=== Document ===
_ _ _ _
Tokens don’t measure what matters
Elementary school teachers use a system called Lexile to determine the reading level of texts.
It uses word length and sentence length as a proxy for difficulty.
AI does the same thing.
It uses token count as a proxy for compute.
Different domain. Same mistake.
Both systems rely on proxies that don’t actually measure what matters.
The Lexile problem
In Lexile:
word length + sentence length ≠ reading level
You can see the failure immediately.
Using the Lexile system, The Catcher in the Rye is rated at roughly a fourth-grade level — because the words are short and the sentences are simple.
But “prostitution” shows up on page two. No fourth grader should be reading that.
Now look at Ernest Hemingway.Hemingway is famous for short, simple, declarative sentences.
Lexile rates much of his work at a third-grade level.
That’s obviously wrong.
Now compare that to William Faulkner. Faulkner writes in long, dense, multi-page sentences.
Lexile rates him at a postgraduate level.
Also wrong.
Because in reality:
- The Catcher in the Rye
- Hemingway
- Faulkner
…are all taught to 10th graders.
The proxy fails because it measures structure, not meaning.
The token problem
AI makes the exact same mistake.
In AI:
token count ≠ amount of compute
Two requests can generate the same number of tokens:
- one trivial
- one deeply complex
But the compute required can be radically different.
_ _ _ _
=== Written request a ===
Can you copy the part of the essay on Lexile and tokens that opens with the words containing "The proxy fails" and closes with "be radically different.", keeping every word as it appears?

=== Recorded data ===
_ _ _ _
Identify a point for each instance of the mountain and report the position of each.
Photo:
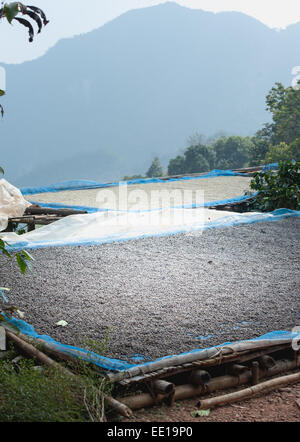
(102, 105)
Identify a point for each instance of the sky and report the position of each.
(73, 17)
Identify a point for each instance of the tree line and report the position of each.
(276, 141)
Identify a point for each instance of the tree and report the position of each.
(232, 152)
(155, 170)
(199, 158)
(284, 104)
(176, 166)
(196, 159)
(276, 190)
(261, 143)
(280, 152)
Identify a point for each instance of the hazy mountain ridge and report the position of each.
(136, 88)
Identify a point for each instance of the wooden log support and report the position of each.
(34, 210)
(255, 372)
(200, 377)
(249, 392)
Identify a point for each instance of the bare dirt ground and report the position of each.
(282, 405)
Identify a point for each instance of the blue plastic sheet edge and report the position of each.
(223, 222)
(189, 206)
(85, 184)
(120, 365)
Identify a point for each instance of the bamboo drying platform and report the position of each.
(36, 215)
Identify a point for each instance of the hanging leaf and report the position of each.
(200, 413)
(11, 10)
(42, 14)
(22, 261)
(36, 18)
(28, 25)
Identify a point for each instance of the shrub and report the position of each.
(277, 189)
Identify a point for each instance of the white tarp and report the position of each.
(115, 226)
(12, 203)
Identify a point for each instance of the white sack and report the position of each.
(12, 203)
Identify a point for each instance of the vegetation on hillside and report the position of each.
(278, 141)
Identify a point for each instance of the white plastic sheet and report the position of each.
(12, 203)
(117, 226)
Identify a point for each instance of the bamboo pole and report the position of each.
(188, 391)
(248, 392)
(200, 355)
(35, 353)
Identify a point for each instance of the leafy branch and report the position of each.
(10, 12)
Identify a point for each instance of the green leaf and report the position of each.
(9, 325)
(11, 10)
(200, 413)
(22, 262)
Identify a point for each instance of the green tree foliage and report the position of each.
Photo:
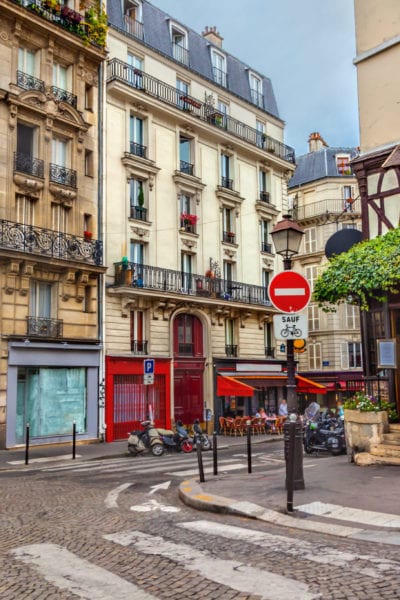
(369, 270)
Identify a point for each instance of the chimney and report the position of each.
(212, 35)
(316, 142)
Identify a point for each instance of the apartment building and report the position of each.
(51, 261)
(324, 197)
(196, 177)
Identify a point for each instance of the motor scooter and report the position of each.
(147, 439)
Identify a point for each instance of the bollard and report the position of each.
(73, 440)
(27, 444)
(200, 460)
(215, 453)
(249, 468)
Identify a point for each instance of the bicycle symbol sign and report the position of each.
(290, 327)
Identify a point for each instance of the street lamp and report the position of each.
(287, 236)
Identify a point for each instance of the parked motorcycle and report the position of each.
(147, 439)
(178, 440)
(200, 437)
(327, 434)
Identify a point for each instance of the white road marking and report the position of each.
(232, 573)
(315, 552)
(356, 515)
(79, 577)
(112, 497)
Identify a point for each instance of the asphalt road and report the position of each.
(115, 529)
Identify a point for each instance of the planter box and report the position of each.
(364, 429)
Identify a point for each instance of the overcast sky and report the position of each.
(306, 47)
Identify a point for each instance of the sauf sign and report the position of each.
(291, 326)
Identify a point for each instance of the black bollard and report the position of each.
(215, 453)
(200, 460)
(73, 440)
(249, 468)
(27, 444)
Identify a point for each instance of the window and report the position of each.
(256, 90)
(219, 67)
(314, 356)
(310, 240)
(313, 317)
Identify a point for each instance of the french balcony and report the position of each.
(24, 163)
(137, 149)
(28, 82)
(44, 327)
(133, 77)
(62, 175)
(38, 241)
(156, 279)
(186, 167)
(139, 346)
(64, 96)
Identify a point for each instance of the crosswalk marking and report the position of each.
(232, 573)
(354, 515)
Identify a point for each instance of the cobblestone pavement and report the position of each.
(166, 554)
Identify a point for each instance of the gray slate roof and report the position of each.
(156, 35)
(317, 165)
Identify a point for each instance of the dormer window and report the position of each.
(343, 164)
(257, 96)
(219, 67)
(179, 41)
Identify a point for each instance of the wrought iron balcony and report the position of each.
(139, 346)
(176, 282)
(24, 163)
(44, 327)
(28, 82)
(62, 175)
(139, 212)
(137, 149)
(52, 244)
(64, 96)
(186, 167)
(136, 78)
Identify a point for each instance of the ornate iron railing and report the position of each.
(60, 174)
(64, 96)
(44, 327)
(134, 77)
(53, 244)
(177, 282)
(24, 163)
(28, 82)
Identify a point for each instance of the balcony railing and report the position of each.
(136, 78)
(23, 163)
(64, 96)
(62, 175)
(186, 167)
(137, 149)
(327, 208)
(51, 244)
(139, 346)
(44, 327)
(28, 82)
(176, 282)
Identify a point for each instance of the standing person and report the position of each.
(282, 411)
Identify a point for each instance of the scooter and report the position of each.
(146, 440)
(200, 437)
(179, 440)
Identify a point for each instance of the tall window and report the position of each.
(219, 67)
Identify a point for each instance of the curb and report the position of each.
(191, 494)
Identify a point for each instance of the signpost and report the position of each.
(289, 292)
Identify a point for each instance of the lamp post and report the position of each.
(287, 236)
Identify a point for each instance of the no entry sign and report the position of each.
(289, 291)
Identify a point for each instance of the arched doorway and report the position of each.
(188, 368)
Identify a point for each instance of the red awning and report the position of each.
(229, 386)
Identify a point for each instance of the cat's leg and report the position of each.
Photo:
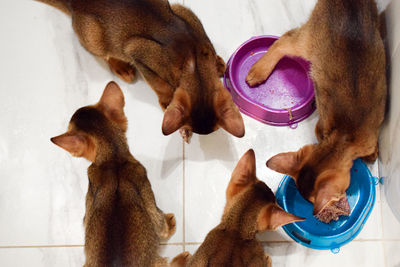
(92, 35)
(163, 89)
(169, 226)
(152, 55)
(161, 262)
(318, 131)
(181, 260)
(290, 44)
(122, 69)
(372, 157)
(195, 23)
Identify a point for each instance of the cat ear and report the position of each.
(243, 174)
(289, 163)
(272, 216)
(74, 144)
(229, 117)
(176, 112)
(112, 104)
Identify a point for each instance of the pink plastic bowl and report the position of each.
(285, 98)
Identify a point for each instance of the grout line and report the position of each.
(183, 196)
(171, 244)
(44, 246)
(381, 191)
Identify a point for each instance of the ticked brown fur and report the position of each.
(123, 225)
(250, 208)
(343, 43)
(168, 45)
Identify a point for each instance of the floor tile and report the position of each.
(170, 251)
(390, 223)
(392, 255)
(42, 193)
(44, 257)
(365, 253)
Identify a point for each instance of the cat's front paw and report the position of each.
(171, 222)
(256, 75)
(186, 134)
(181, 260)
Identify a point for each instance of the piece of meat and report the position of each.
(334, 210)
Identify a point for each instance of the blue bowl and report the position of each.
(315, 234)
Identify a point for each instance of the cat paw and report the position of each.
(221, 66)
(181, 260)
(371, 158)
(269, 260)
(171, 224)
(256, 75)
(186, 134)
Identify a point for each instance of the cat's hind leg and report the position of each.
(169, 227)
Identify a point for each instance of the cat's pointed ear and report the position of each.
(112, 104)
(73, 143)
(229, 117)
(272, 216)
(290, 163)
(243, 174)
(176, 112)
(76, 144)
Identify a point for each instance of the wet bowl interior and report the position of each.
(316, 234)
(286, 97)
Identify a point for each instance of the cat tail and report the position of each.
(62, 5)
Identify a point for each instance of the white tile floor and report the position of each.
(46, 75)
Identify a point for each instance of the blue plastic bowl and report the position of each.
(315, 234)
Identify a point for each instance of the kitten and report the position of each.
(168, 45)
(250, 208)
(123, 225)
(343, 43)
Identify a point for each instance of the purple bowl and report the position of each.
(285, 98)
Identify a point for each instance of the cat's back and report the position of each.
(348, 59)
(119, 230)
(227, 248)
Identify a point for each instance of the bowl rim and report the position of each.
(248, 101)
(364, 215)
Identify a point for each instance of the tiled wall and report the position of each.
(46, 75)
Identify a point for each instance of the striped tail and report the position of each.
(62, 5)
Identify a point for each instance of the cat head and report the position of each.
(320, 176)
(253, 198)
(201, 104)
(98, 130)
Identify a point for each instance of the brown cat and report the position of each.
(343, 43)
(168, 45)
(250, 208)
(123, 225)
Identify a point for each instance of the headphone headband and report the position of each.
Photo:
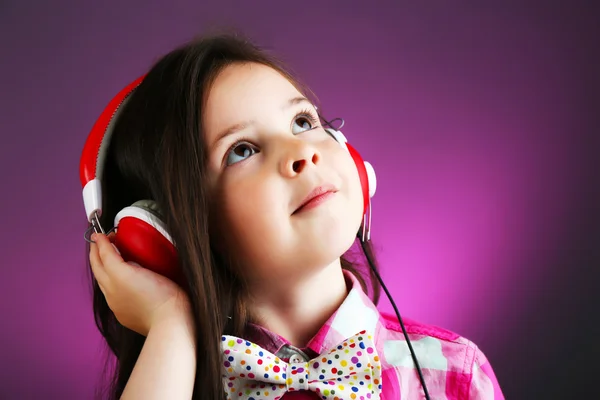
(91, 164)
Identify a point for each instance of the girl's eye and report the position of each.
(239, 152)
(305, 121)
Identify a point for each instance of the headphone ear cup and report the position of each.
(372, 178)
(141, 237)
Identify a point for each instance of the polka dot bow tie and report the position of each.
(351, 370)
_ _ _ _
=== Written request b ===
Can you list every line of the listing above that contains the string "bollard"?

=== Worked solution a ===
The proxy fails because it measures structure, not meaning.
The token problem
AI makes the exact same mistake.
In AI:
token count ≠ amount of compute
Two requests can generate the same number of tokens:
- one trivial
- one deeply complex
But the compute required can be radically different.

=== Worked solution b ===
Identify a point for each instance of the bollard and report the position of each.
Identify a point for each instance of the black bollard and report the position of each.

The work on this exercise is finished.